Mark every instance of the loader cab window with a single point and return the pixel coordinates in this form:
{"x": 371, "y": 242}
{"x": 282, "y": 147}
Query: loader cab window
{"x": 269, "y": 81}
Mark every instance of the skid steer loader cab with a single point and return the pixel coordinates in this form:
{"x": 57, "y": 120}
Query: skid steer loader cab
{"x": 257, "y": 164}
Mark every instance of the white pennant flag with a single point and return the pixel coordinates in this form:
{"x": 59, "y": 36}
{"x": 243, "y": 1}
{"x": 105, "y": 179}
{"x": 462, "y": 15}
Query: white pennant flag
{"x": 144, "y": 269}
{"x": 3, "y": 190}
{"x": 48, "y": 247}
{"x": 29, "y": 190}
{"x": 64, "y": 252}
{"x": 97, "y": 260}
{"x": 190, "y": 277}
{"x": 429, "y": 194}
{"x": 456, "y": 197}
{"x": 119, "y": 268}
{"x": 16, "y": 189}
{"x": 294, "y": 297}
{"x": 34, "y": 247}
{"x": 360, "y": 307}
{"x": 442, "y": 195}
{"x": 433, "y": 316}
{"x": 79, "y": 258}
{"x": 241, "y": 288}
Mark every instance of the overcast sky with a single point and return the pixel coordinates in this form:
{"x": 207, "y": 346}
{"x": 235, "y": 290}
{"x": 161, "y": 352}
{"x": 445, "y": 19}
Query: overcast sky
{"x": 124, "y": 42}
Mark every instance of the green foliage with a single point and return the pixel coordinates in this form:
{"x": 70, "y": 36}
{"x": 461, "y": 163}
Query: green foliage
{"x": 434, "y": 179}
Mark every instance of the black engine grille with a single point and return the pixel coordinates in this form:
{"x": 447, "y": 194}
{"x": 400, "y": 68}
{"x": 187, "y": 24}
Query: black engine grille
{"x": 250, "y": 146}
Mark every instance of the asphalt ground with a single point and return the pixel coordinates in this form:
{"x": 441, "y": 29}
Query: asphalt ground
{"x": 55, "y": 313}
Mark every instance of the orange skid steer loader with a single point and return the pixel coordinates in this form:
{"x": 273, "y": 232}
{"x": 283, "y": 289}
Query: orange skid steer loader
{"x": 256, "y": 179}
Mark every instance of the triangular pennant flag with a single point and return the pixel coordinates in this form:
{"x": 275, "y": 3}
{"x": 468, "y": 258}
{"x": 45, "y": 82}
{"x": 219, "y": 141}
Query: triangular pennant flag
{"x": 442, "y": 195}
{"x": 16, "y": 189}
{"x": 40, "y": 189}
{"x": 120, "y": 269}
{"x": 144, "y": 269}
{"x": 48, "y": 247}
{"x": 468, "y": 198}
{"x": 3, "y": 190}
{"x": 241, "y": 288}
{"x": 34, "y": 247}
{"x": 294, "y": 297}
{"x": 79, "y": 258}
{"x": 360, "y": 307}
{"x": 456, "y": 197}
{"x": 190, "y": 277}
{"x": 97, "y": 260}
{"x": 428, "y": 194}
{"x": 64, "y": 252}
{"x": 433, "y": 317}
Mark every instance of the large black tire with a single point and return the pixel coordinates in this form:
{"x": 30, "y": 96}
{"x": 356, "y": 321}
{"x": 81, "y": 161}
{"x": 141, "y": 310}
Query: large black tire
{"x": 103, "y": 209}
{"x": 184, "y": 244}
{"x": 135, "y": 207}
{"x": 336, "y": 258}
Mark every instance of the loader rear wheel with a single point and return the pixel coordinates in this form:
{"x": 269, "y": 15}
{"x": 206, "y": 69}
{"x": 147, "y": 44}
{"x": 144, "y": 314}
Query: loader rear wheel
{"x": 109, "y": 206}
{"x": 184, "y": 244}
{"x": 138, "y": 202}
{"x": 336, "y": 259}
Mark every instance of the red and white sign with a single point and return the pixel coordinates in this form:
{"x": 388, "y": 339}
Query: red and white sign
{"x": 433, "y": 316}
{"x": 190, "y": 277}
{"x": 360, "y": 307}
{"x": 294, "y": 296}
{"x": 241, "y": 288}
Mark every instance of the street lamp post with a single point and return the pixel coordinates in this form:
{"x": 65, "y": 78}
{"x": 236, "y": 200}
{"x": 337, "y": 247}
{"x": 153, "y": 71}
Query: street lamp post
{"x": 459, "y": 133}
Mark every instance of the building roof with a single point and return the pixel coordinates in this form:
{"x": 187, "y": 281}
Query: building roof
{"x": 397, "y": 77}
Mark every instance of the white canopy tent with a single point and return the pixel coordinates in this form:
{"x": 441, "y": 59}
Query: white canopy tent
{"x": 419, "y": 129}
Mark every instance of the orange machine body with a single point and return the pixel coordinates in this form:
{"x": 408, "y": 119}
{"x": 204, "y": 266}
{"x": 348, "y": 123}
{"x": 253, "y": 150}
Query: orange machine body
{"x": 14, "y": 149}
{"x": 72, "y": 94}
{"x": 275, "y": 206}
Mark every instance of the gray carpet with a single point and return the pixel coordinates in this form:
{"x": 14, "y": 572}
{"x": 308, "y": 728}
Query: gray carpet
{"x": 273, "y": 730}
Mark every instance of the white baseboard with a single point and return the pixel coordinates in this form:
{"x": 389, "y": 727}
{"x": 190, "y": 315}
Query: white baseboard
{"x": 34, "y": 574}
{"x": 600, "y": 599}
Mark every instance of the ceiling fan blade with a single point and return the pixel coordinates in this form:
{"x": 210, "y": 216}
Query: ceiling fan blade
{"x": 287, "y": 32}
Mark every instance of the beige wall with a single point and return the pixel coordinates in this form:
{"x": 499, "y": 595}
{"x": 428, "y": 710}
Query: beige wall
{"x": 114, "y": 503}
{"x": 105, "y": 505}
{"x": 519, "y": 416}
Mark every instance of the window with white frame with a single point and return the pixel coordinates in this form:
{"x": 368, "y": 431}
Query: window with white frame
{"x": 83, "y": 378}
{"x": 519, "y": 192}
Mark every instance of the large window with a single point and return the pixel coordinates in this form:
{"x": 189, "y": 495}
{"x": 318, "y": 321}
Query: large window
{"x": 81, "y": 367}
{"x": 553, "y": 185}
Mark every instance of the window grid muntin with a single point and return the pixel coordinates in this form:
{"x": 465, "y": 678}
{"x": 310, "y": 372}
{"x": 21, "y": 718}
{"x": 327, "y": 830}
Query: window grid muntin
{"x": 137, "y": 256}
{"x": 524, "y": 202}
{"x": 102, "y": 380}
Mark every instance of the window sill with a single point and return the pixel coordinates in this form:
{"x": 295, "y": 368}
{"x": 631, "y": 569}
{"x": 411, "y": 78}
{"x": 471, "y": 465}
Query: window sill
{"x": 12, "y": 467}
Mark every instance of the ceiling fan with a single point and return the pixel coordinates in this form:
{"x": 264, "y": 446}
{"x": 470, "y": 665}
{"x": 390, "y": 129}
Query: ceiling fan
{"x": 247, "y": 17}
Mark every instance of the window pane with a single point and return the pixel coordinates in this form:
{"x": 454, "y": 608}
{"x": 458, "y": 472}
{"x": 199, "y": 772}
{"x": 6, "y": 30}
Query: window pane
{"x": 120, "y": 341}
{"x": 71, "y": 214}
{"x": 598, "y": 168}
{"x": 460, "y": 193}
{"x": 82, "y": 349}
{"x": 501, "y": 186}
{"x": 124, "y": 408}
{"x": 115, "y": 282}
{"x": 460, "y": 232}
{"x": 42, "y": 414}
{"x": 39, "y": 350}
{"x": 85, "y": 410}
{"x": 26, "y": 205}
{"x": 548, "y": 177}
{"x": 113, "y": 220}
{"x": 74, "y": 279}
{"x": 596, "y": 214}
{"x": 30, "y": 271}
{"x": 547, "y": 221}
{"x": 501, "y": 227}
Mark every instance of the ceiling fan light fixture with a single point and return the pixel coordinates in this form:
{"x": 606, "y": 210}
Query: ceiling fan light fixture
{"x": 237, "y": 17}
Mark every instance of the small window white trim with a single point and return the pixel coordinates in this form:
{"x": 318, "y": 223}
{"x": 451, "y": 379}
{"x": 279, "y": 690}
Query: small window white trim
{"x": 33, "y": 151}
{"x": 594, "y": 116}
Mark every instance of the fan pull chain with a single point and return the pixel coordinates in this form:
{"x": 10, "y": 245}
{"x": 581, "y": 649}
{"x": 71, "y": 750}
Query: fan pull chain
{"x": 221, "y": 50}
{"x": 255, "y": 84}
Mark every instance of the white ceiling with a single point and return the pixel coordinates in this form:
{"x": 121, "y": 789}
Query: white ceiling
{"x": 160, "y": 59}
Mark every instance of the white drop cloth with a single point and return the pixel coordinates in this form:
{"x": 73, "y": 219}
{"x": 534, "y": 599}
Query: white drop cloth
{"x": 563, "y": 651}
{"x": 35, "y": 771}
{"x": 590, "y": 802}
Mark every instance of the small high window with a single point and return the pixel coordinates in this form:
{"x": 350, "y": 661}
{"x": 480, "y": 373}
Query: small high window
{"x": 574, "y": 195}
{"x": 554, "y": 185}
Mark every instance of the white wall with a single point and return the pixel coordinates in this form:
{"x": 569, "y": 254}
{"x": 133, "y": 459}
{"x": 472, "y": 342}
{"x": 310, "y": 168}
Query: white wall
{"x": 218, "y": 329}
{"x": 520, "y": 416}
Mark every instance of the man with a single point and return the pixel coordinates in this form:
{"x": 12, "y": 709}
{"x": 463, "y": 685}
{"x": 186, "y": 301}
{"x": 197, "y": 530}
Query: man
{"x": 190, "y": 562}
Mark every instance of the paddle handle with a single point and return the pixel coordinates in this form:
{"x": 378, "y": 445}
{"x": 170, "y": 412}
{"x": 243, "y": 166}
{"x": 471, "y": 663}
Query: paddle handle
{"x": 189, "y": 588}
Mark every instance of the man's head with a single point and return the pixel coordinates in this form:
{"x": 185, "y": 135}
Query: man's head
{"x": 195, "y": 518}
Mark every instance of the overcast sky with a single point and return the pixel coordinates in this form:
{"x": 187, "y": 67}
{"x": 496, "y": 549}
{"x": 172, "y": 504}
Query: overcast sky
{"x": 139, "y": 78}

What you will do: Reproduce the lines of the entries above from the one with "Query: street lamp post" to the one with "Mark every instance of the ceiling fan blade", both included, exactly and without any other line.

Reply to the task:
Query: street lamp post
{"x": 459, "y": 133}
Mark every instance of the building roof with a single point and return the pixel coordinates in this form:
{"x": 187, "y": 281}
Query: building roof
{"x": 397, "y": 77}
Mark every instance of the white canopy tent with a single point and return the pixel coordinates in this form:
{"x": 441, "y": 59}
Query: white canopy tent
{"x": 419, "y": 129}
Mark every instance of the orange machine body with a single point and return the pixel coordinates in this form:
{"x": 408, "y": 119}
{"x": 204, "y": 266}
{"x": 348, "y": 123}
{"x": 253, "y": 150}
Query: orange machine body
{"x": 14, "y": 149}
{"x": 72, "y": 94}
{"x": 275, "y": 206}
Mark every instance of the gray carpet with a single point and return the pixel coordinates in this form:
{"x": 14, "y": 572}
{"x": 308, "y": 728}
Query: gray carpet
{"x": 273, "y": 730}
Mark every instance of the white baseboard with a single point and return the pixel coordinates in this form:
{"x": 389, "y": 727}
{"x": 190, "y": 315}
Query: white baseboard
{"x": 34, "y": 574}
{"x": 600, "y": 599}
Mark every instance of the ceiling fan blade with a single point and return the pixel coordinates in this form:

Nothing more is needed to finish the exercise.